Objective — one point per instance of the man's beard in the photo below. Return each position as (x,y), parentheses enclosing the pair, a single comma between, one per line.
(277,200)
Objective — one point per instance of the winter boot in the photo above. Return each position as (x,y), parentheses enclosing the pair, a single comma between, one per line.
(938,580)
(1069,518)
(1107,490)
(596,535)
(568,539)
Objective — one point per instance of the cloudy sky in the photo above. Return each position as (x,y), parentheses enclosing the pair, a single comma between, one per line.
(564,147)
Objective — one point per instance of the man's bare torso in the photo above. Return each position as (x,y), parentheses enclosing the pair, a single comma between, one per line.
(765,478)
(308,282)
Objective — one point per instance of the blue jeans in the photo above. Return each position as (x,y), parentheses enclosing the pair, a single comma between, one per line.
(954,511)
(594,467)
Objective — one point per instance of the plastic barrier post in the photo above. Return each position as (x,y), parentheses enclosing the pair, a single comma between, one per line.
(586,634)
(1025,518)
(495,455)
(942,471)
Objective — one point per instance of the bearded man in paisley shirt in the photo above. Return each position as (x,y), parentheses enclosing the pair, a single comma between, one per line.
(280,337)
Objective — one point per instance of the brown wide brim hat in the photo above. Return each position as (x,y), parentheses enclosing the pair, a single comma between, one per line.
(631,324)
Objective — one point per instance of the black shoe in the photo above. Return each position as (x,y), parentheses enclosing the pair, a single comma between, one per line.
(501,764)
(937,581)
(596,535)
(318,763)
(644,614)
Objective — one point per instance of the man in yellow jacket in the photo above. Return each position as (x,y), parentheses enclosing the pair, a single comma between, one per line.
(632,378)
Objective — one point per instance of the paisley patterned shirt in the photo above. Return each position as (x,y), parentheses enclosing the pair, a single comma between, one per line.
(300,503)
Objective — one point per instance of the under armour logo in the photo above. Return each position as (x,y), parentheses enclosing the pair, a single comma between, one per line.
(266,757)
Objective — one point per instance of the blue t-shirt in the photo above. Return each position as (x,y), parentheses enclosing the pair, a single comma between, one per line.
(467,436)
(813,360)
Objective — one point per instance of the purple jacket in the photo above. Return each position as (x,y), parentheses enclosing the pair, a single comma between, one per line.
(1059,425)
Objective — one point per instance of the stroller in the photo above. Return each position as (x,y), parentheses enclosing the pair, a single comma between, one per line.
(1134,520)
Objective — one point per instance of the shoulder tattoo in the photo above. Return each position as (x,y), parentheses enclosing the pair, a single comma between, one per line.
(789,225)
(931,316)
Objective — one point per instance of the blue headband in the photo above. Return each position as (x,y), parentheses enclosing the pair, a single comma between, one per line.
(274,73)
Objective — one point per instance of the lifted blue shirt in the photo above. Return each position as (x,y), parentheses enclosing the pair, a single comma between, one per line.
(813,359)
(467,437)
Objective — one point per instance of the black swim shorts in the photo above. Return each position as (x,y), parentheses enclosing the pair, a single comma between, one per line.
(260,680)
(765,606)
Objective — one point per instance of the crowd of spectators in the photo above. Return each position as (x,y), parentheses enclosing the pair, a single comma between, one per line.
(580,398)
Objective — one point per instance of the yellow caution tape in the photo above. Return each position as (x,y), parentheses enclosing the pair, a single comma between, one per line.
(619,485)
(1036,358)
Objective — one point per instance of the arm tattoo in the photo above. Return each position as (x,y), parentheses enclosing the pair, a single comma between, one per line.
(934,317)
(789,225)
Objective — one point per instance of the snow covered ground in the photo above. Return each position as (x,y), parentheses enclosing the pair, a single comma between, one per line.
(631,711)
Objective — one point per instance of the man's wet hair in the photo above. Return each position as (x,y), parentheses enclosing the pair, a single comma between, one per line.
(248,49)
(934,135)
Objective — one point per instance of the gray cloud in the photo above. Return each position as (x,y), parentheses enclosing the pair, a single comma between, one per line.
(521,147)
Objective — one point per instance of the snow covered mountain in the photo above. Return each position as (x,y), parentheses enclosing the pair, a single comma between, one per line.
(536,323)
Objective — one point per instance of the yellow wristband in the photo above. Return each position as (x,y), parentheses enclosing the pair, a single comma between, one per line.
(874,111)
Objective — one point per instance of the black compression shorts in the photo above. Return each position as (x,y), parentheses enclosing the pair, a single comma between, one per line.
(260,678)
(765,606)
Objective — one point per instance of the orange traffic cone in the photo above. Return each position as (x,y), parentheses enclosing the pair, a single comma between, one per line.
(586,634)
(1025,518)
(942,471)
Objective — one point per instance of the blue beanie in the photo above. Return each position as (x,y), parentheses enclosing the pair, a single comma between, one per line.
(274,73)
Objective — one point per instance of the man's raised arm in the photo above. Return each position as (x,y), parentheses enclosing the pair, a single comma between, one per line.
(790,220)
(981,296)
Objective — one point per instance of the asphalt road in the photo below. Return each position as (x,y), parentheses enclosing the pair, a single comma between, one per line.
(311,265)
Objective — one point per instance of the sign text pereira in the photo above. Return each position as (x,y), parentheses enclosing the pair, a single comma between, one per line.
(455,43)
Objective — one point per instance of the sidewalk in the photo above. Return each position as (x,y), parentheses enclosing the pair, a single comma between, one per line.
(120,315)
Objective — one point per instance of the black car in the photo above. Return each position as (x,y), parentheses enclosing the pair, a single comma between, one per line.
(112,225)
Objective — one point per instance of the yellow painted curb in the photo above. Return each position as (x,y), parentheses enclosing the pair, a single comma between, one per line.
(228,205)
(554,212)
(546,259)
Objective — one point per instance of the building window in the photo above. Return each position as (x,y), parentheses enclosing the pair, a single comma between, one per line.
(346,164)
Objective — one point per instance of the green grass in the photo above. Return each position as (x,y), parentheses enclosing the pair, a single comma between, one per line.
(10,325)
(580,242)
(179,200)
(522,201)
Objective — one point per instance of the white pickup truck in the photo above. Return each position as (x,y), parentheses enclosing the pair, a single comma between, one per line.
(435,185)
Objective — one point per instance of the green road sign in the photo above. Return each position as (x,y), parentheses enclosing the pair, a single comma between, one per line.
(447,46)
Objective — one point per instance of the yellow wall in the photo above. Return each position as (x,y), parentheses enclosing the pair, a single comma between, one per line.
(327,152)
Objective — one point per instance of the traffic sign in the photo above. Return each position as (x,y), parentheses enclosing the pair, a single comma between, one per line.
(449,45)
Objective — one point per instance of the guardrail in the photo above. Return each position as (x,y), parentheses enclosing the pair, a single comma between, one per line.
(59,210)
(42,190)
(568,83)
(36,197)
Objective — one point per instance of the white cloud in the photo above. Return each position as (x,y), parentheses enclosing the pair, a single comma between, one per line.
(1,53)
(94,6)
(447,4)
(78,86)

..............................

**TASK STATEMENT:**
Rewrite every line from the one that contains "Objective — one point per instance of the guardrail" through the end of the items, requests included, scaling each coordinate in the answers by 0.35 and rounding to the nearest whole number, with halves rounded up.

**ANSWER FOR THIS EXERCISE:**
Objective — one point per instance of the guardrail in the photo above. Return each position as (x,y), parentheses enclosing the pair, a single comma between, one per line.
(21,74)
(15,67)
(199,29)
(13,69)
Objective — one point per instance of the white cloud in the photo above. Return each position as (x,y), parentheses enclosing the pair, a single comma between, one per line.
(0,19)
(33,2)
(156,1)
(27,30)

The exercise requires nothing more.